Verjus gives a history of several miracles, predictions, and raptures of Saint
Francis Borgia. (9) His body, which was buried in the old church of the professed
house, was afterwards, in 1617, by the care of the cardinal and Duke of Lerma,
the saint’s grandson, first minister of state to Philip III. King of Spain,
removed to Madrid, where it is honoured at this day in the church of the
professed house of the Jesuits. Saint Francis was beatified by Urban VIII. in
1624, and canonized by Clement IX. in 1671, and his festival fixed on the 10th
of October by Innocent XI in 1683.(10)
The active and contemplative life in an ecclesiastical
person are two individual sisters, which must always go together, and mutually
assist each other. Every pastor owes to God the homage of continual praise, and
to his people the suffrages of his sacrifices, and supplications in their
behalf. How diligently soever he acquits himself of his external duties towards
them, he fails essentially if he ceases to recommend earnestly to God their
public and private spiritual necessities, being appointed the mediator between
them and God. Moreover, recollection and assiduous pious meditation are the
very soul of an ecclesiastical spirit. A life of habitual dissipation strikes
not at particular duties only, but destroys the very essence and spirit of this
state, disqualifies a person for all its functions, and leaves him a stranger
to the spirit of all its sacred employments and obligations. The most essential
preparation, and the very soul of this state, is a spirit of prayer; without
this a person is no more than the shadow of a pastor, or a body without a soul
to animate it, and can never deserve the name of a clergyman, or a religious
man.

◆ Information shown:
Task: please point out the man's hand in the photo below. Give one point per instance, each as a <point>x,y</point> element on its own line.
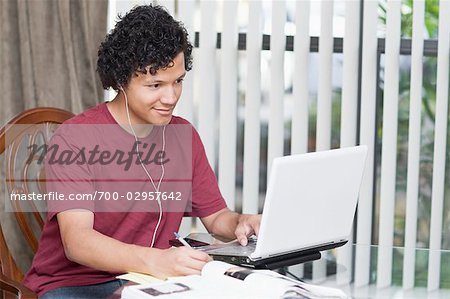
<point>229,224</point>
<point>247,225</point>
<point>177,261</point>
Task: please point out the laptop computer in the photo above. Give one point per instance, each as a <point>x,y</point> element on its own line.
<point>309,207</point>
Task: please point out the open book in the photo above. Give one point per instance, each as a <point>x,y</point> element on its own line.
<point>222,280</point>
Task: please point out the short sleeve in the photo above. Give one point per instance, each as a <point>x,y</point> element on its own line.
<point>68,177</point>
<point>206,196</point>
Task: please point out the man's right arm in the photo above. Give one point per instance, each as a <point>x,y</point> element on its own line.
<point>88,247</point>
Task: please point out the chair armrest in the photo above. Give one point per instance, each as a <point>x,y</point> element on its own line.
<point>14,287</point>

--

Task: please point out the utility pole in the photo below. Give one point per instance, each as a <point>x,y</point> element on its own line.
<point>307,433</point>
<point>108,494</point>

◆ Exercise 1:
In the passage on Saint Francis Borgia, which pope canonized him, and in what year?
◆ Exercise 2:
Please continue the passage on Saint Francis Borgia, picking up after its last sentence.
The entries were taken from a different source than the passage on Saint Francis Borgia.

◆ Final answer 1:
Clement IX canonized him in 1671.

◆ Final answer 2:
Note
1. Ferdinand V. succeeded Henry king of Castile in 1474, in the right
of his wife, Isabel, sister to that king; and, in 1479, upon the death of his
father, John II., king of Arragon, inherited that kingdom. In 1492, on the 2d
of January, he took Granada, and extinguished the reign of the Moors in Spain,
above seven hundred years after they had settled themselves there. In the
following March he banished the Jews out of Spain, to the amount of eight
hundred thousand souls. In 1496, he was styled by the pope the Catholic king.
His eldest surviving daughter, Joanna, married Philip, archduke of Austria, the
emperor Maximilian’s son, by whom she had two sons, Charles, born at Ghent, in
1500, and Ferdinand, who were afterwards successively emperors of Germany.
Queen Isabel, called also Elizabeth, dying in 1504, Ferdinand, who only reigned
in her right, was obliged to leave the crown of Castile to his daughter, Joanna,
though she was distracted, and continued generally confined first in Flanders
and afterwards in Spain. Her husband Philip I. governed Castile in her right
almost two years, till his death, in 1506, the twenty-eighth of his age.
Ferdinand, after this became again king or regent of Castile in her name till
his death, in 1516, when her son Charles coming out of Flanders into Spain, was
acknowledged king of all Spain, though he held Castile only in the name of his
distracted mother so long as she lived.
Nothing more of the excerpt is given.